TEXT PROVIDED:
----------
Will Hanke: So webinar is over and I know that you guys have a follow up sequence, you do not simply do the webinar and it is done, there are things to do after as well
Josh Turner: Yeah, and what those things do will depend on your business. But generally speaking, there are 2 kinds of webinars: 1 deigned to get people interested in your services, for potentially selling them down the road, and then there is the webinar where you are selling a product and pulling out your credit card and ordering it. that usually happens with info products or training programs and things like that. The way those 2 types of webinars are approached is definitely different. For my business we do both of those types of webinars so I can speak a little on each of them and what works best. If we are talking about how service providers or companies that are not selling a product on the webinar, let us talk about that first.
The key is look at all the people that signed up and/or attended the webinar, you try and take the next step with them whether it is picking up the phone and calling them once they get to a certain point in that sequence or emailing them and saying ‘hey, I have sent you some information over the last couple weeks and I would to set up a time to talk and see how this might work for you. How does next Tuesday look? Here is the link to my calendar’, something like that. You will have some people that will, on the webinar if it is structured properly, who might reach out to you to talk about your services right away. But most people, on that kind of webinar are not going to fall into that category so you have to proactively go after them, put on your sales hat. It is not simply doing a webinar, it is also having a plan and a sales process.
Will Hanke: That makes sense. The 2 different kinds are very interesting, and that is actually a question I was going to ask about. Is there a percentage of webinars that you do that are purely informational versus 1 specifically because we are trying to sell something?
----------
LISTED ENTRIES:
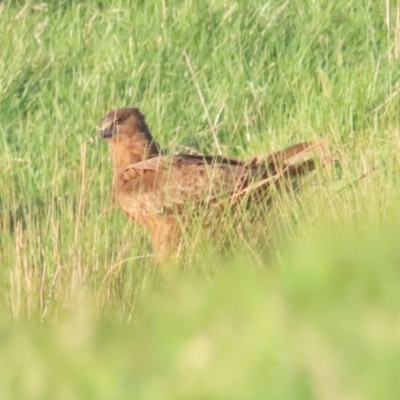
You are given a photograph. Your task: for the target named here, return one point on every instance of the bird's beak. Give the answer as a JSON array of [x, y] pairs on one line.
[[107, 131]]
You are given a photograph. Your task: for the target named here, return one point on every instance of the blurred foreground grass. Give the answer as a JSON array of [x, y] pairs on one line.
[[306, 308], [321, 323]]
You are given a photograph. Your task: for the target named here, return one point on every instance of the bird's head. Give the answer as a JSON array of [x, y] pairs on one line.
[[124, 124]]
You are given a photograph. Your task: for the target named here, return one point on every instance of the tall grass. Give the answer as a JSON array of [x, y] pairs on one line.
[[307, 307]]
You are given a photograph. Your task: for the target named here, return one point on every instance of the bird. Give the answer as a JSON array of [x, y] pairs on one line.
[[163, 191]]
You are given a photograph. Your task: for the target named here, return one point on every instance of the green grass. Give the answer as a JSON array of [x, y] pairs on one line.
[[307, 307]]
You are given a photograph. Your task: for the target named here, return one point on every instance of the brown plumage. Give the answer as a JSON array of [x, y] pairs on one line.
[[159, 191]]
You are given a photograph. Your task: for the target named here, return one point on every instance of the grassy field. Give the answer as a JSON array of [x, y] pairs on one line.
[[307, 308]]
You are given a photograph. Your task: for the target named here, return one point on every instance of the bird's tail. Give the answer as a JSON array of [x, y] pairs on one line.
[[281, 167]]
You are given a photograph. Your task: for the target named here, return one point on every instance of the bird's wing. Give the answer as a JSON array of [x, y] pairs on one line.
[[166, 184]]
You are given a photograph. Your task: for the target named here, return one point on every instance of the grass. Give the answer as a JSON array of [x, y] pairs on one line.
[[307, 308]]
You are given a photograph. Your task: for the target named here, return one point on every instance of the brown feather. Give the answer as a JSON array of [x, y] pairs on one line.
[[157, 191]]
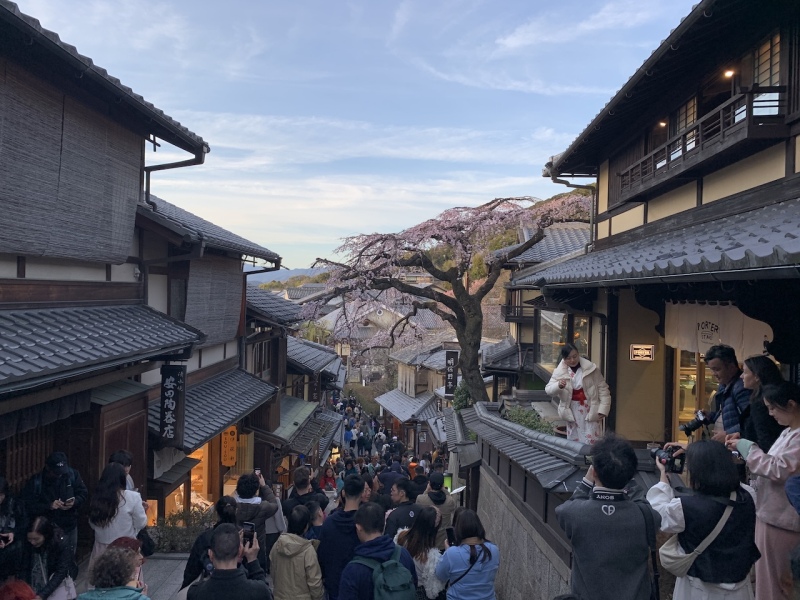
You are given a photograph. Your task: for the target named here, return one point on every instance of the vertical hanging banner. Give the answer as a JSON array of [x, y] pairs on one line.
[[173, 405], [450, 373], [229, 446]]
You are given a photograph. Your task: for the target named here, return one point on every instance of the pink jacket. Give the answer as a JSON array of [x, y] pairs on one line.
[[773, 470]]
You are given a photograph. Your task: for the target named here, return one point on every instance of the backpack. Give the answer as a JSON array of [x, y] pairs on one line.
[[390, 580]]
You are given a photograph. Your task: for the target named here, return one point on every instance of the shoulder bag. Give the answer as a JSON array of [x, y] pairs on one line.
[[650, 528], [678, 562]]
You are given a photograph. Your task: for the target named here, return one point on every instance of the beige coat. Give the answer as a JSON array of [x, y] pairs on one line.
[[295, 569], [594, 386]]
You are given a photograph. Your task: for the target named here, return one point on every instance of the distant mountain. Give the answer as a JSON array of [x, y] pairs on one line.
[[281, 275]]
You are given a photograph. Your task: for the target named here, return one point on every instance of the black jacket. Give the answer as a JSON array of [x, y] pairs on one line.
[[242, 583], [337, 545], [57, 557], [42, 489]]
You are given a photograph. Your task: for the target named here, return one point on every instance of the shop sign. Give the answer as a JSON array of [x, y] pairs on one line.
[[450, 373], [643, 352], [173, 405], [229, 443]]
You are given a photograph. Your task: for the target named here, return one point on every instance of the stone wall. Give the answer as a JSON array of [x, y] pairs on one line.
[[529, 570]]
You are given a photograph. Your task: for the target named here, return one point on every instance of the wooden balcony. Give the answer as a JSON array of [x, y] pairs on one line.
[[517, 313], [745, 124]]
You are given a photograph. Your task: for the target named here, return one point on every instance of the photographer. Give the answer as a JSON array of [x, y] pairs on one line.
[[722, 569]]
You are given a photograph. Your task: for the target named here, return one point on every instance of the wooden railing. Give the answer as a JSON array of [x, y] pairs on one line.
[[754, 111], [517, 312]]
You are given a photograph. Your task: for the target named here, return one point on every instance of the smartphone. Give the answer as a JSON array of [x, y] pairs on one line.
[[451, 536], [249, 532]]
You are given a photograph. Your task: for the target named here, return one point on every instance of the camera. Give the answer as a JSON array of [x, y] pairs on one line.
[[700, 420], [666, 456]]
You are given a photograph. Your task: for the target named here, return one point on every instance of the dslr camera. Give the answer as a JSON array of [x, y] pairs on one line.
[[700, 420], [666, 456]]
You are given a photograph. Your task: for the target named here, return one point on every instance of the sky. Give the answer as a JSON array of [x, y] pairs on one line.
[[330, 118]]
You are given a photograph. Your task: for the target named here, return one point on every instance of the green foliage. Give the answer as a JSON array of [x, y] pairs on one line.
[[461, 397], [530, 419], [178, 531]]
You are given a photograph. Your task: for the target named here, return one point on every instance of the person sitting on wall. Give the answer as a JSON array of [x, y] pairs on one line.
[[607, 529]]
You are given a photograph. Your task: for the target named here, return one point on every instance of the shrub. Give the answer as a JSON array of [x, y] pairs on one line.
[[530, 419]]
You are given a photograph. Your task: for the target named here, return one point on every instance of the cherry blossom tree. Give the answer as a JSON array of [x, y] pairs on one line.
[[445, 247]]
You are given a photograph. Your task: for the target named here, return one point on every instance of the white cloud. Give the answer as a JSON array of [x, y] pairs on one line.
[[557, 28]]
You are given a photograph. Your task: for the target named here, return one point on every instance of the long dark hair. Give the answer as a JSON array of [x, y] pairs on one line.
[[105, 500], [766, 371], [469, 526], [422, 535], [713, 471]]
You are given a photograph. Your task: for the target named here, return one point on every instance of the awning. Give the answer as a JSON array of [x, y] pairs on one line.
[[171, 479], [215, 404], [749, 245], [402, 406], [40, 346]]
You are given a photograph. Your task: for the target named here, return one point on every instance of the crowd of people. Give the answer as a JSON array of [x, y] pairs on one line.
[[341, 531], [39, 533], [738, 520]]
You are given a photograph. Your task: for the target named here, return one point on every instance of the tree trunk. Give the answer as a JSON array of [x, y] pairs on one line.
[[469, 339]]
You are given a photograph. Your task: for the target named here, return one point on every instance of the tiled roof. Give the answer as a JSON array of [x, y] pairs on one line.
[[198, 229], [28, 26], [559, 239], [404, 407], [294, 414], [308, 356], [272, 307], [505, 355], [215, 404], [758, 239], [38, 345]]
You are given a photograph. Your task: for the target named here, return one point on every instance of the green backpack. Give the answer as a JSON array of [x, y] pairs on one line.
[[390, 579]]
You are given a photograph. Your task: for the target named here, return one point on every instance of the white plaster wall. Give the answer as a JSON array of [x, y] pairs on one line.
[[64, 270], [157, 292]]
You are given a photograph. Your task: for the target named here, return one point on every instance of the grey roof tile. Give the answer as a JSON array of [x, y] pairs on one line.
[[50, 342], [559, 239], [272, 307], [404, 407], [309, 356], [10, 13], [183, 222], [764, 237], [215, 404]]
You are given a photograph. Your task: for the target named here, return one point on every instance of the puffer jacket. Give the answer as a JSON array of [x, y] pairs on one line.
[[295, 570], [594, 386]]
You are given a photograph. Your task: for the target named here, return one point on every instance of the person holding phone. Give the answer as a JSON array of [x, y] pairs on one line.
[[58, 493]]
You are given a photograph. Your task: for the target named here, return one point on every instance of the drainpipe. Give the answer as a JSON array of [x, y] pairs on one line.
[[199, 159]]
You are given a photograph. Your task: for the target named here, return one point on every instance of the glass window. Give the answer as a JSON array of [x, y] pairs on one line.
----------
SET TASK: According to the webinar follow-up conversation, why does a service provider have to go after webinar sign-ups and attendees proactively? Answer in one to three sentences. The data is not needed.

FINAL ANSWER: Only some people on a properly structured webinar will reach out about the services right away, and most people on that kind of webinar will not. The provider therefore has to take the next step with them, by calling or by emailing to set up a time to talk.